> **Exercise goal**: Collect every line from the entries below that contains the string "face". Matching is case-sensitive.
++++++++++
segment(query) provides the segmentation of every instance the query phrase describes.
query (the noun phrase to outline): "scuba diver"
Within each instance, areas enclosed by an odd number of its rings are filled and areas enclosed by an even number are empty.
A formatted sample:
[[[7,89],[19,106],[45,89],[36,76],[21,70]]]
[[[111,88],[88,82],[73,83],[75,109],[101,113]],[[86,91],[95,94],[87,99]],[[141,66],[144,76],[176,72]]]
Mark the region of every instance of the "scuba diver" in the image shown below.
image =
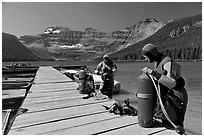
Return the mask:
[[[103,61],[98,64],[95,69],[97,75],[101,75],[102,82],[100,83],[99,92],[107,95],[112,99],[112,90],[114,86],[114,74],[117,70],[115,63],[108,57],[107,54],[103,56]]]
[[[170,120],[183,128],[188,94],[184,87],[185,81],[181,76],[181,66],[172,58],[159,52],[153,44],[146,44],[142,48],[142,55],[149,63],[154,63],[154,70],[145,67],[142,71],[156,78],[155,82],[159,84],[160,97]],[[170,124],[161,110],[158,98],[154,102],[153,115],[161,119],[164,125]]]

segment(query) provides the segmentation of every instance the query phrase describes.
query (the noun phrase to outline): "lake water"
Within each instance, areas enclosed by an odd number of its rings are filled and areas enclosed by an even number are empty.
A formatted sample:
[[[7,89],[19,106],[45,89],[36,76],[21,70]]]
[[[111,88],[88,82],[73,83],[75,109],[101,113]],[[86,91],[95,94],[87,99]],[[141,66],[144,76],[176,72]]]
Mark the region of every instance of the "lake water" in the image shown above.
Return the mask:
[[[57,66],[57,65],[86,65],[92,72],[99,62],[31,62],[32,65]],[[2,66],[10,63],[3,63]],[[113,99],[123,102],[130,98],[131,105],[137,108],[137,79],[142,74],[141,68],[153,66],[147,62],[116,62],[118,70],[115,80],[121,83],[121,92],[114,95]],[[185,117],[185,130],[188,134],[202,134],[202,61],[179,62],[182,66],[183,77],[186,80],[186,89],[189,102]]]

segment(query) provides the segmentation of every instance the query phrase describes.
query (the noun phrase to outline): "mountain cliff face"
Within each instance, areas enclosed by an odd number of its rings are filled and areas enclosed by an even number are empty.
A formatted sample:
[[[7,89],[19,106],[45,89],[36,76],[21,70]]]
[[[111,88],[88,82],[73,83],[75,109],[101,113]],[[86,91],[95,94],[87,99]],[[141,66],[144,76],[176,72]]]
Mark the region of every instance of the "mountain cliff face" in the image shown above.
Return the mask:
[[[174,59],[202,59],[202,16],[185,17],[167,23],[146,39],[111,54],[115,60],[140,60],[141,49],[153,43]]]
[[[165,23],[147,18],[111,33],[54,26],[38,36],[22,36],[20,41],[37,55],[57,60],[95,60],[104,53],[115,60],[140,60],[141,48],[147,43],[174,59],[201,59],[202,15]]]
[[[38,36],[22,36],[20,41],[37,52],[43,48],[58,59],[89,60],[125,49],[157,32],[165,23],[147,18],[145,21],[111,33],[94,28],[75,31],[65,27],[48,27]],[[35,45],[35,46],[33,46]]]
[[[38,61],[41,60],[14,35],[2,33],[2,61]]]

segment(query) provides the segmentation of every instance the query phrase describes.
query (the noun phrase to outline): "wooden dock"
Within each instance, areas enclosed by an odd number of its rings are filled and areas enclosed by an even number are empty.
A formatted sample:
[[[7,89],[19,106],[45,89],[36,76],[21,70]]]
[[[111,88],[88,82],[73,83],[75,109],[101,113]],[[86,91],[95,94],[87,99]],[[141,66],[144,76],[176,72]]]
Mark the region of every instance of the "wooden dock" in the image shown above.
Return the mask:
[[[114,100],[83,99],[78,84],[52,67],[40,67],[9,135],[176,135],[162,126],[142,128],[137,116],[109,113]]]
++++++++++
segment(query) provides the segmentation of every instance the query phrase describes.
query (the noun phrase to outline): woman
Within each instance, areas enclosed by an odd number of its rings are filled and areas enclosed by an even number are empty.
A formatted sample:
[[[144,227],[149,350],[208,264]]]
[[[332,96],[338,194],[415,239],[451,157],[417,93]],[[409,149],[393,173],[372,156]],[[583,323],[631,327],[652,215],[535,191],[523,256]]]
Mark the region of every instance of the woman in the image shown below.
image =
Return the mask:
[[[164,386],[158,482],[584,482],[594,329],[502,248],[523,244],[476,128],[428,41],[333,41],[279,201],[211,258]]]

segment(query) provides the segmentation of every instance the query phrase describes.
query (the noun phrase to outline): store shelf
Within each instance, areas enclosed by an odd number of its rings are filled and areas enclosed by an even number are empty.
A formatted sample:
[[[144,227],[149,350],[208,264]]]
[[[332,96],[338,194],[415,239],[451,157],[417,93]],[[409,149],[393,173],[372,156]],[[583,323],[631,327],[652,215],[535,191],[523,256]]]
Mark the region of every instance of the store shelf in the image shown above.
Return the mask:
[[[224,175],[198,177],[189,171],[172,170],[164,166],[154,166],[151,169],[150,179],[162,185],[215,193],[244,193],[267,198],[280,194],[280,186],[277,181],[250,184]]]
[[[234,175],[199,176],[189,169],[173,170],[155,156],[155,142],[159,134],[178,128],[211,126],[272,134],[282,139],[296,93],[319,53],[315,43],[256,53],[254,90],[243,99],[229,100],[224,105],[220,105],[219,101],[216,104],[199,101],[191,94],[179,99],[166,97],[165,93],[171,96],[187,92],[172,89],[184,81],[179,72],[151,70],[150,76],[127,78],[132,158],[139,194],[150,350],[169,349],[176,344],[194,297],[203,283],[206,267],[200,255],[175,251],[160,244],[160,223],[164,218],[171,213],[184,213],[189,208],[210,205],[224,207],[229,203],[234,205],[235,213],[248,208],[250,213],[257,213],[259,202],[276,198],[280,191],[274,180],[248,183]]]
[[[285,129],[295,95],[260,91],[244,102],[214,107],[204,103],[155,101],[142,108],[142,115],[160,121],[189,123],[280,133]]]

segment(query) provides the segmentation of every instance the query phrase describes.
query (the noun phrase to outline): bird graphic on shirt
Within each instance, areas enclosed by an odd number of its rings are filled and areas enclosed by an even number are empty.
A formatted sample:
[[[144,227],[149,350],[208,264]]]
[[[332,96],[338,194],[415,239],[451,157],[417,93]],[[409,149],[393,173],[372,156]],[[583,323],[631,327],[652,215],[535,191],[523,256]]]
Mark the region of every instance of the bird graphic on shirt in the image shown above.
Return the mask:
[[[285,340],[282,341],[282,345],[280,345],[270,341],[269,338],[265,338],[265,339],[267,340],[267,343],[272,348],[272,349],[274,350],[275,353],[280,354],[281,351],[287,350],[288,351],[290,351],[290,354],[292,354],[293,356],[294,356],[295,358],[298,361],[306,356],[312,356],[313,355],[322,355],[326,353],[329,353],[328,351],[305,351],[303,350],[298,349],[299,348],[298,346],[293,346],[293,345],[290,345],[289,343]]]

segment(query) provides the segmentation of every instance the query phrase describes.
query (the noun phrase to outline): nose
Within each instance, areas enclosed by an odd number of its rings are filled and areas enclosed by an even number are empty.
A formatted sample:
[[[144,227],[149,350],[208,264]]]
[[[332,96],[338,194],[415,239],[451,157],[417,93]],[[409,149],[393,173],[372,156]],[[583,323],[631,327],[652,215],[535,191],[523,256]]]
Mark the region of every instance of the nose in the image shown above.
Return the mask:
++++++++++
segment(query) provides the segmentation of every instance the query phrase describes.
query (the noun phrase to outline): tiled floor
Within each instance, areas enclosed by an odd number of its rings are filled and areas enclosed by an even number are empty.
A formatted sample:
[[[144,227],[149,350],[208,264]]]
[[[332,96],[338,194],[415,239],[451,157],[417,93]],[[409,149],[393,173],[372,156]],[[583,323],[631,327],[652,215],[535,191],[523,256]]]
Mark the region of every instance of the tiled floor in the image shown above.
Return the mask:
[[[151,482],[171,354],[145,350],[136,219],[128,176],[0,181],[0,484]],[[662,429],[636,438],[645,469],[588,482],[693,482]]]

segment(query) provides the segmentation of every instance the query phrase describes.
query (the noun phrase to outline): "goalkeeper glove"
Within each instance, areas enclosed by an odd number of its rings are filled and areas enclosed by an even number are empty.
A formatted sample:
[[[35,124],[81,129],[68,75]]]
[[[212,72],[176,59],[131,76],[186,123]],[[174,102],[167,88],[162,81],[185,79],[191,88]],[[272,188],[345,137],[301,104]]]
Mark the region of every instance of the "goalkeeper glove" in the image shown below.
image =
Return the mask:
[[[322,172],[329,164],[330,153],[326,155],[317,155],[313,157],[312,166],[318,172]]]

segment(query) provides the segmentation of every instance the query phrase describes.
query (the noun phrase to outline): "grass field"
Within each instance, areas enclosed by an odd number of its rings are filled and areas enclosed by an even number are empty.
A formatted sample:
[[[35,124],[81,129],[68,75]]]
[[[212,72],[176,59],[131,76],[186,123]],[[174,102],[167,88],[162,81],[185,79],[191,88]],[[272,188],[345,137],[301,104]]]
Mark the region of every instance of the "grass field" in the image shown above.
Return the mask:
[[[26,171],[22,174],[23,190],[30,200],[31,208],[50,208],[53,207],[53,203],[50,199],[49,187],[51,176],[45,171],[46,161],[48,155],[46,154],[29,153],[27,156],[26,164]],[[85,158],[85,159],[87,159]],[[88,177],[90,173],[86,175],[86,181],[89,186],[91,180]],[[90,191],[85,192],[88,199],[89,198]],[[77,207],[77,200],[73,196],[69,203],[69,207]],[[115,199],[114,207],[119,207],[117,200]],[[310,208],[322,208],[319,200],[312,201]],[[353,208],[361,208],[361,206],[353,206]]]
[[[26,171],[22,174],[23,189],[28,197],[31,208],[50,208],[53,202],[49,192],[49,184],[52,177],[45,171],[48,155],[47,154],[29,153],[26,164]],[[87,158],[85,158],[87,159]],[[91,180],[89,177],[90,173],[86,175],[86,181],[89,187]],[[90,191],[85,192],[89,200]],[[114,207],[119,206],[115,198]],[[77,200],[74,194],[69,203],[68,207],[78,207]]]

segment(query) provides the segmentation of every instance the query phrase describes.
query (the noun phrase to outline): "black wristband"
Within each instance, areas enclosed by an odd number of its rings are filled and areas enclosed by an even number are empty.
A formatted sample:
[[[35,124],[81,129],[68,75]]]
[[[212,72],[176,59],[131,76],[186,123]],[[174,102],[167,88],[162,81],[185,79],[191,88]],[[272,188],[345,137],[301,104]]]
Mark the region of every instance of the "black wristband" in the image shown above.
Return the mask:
++++++++++
> **Output**:
query (the noun phrase to outline): "mountain cliff face"
Mark the region of every instance of the "mountain cliff face" in the image shown above.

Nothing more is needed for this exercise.